* **Exercise directions**:
Could you transcribe every entry below exactly, leaving out the pictures?
:: Provided records
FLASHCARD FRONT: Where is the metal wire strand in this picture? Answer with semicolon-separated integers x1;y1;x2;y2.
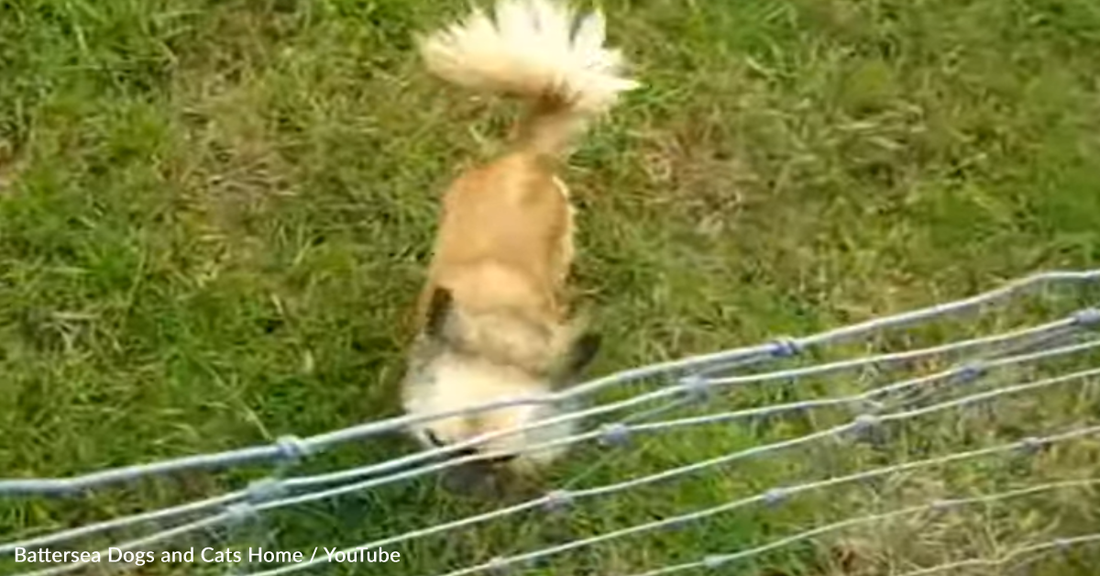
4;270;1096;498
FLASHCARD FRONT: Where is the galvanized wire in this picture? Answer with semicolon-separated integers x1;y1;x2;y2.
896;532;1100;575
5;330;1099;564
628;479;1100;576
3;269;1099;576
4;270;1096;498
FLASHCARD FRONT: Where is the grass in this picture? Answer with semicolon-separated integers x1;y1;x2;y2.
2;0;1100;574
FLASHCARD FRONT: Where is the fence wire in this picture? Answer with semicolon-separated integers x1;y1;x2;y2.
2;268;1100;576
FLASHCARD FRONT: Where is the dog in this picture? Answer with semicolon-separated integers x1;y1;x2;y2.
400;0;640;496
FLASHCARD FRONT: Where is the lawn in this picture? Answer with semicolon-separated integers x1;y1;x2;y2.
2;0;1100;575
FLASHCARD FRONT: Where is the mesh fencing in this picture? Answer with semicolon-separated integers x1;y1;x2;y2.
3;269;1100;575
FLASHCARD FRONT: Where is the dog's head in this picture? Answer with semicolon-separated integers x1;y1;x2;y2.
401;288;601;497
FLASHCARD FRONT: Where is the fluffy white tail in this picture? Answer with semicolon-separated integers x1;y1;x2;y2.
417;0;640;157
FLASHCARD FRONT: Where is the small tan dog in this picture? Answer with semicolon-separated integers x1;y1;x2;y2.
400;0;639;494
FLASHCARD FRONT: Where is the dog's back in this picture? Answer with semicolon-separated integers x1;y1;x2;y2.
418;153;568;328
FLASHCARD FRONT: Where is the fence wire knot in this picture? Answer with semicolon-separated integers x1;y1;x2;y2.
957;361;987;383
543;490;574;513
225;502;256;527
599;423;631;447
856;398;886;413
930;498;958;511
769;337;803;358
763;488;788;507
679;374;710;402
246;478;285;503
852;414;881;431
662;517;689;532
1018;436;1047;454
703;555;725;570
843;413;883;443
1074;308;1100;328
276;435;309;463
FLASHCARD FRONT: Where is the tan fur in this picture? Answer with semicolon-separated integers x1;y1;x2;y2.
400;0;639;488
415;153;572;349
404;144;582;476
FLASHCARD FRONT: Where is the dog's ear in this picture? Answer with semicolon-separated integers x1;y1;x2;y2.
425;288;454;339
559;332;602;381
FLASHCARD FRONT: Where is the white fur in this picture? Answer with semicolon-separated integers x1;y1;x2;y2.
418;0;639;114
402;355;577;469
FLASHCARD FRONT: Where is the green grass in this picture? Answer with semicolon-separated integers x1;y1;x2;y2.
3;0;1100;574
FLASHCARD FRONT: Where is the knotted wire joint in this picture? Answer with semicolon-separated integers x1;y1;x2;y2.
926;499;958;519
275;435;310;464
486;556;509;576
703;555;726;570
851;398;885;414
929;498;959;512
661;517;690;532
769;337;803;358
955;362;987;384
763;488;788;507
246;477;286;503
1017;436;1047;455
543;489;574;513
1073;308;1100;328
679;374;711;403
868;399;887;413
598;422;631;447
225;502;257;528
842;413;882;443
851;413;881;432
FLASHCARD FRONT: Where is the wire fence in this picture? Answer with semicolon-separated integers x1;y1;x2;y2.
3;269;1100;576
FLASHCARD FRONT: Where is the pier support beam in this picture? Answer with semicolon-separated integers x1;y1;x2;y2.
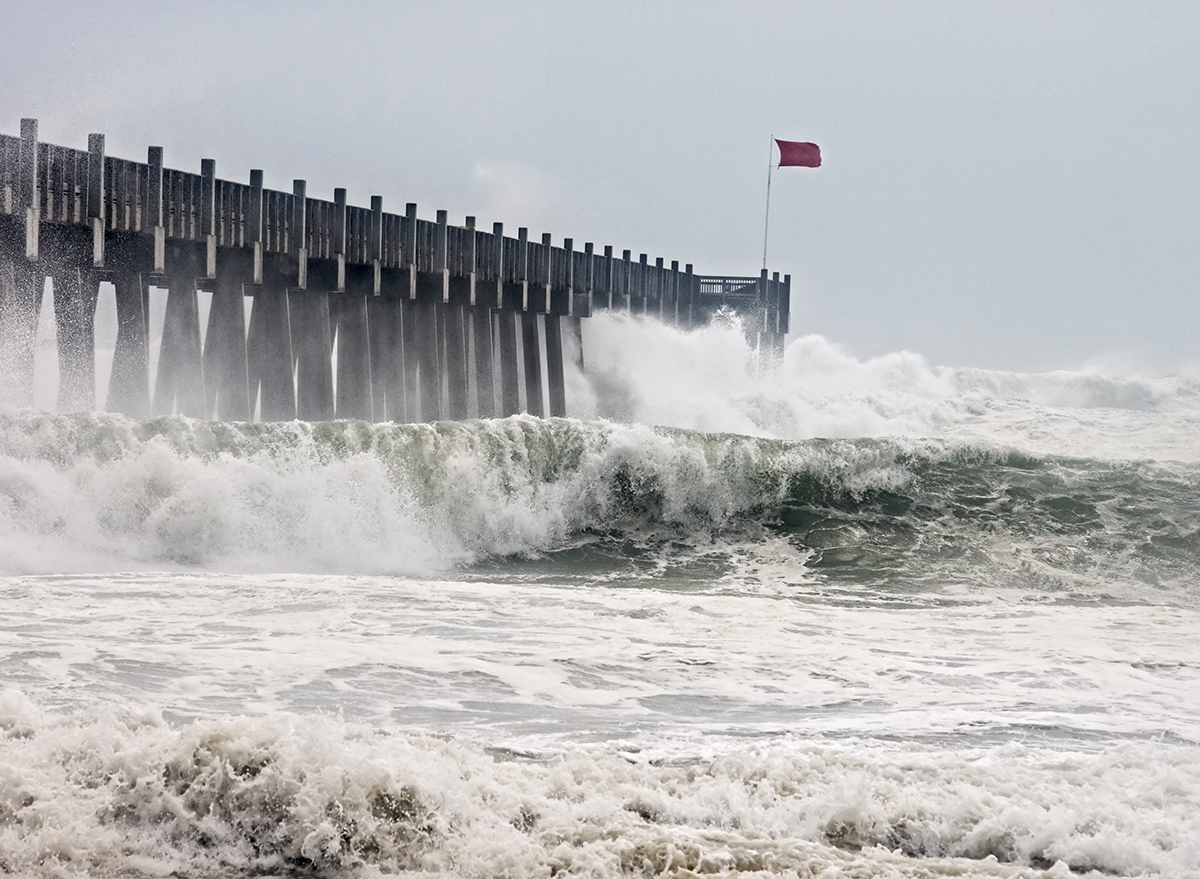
::::
* **Reply**:
FLASHCARD FRONT: Where is the metal wire strand in this picture? Answer with semicolon-separated integers x1;y1;x2;y2.
4;270;1096;498
FLASHCARD FRONT: Where is the galvanized wire in this picture? Answer with semicolon-separated integers x1;y1;x2;y2.
896;532;1100;575
5;330;1099;564
628;479;1100;576
3;269;1099;576
4;270;1096;498
FLASHCARD FRONT: Where is the grass in this picture? Answer with semicolon-separated integers x1;y1;x2;y2.
2;0;1100;574
FLASHCARD FRONT: Where is the fence wire in this picture? Answer with semicolon-separated integers x1;y1;x2;y2.
2;268;1100;576
FLASHCARD FRONT: Where is the dog in this picture? Answer with semicolon-separated integers x1;y1;x2;y2.
400;0;640;496
FLASHCARD FRONT: Where is the lawn in this picture? Answer with semicolon-separated integers x1;y1;x2;y2.
2;0;1100;575
FLASHCARD FRONT: Where is the mesh fencing in this picture? Answer with semicolon-separated integers x1;y1;x2;y2.
3;269;1100;575
FLASHCARD FRONT: Where is the dog's head in this picture? Answer with semicolon-separated integers x1;y1;x2;y2.
401;288;601;497
FLASHCARD FRONT: Where is the fluffy white tail in this picture? Answer with semicolon-separated integers x1;y1;x2;y2.
417;0;640;157
FLASHCARD FRONT: Where is the small tan dog in this picture? Answer with semicolon-separated integers x1;y1;x2;y2.
400;0;639;494
FLASHCARD FRONT: Where is the dog's back in this picture? Answer with semicolon-separated integers x1;y1;x2;y2.
418;153;568;328
FLASHCARD FRONT: Where is the fence wire knot in this picture? Answer with semicolon-separated integers x1;y1;x2;y2.
957;361;987;383
543;490;574;513
225;502;256;527
599;423;631;447
856;398;886;413
930;498;958;511
769;337;803;358
763;488;788;507
679;374;710;402
246;478;285;503
852;414;881;431
662;517;689;532
1018;436;1047;454
703;555;725;570
843;413;883;443
1074;308;1100;328
276;435;309;463
FLASHCARD FRONT: Where is the tan fur in this picture? Answer with semicolon-separated integers x1;y1;x2;y2.
400;0;639;488
415;153;572;349
404;144;582;476
FLASHCARD FRONT: Where is the dog's ear in this picture? Answer with semicolon-separated integers x1;y1;x2;y2.
425;288;454;339
559;332;602;381
FLASHCARD FRONT: Where is the white fur in this picture? Answer with semicolon-separated integers x1;y1;x2;y2.
418;0;639;114
402;355;577;469
FLASHCARD FRONT: Where is the green grass in this picture? Answer with semicolon-separated integers x1;y1;x2;y2.
3;0;1100;574
FLASHCARD FRONT: Where is the knotted wire joint in this picture? Answer with semicolon-separated integers x1;y1;x2;y2.
926;499;958;519
275;435;310;464
486;556;509;576
703;555;726;570
851;398;885;414
929;498;959;512
661;517;690;532
769;337;803;358
955;362;987;384
763;488;788;507
246;477;286;503
1017;436;1047;455
543;489;574;513
1073;308;1100;328
679;374;711;403
868;399;887;413
598;422;631;447
225;502;257;528
842;413;882;443
851;413;881;432
FLASHCARD FRONT: Where is the wire fence in this picture? Answer with semicolon-separated integers x1;y1;x2;y2.
3;269;1100;576
FLASHCARD FRONT: Where is the pier support beam in this picture? Answer with semicolon-separated integers x1;y1;x2;y2.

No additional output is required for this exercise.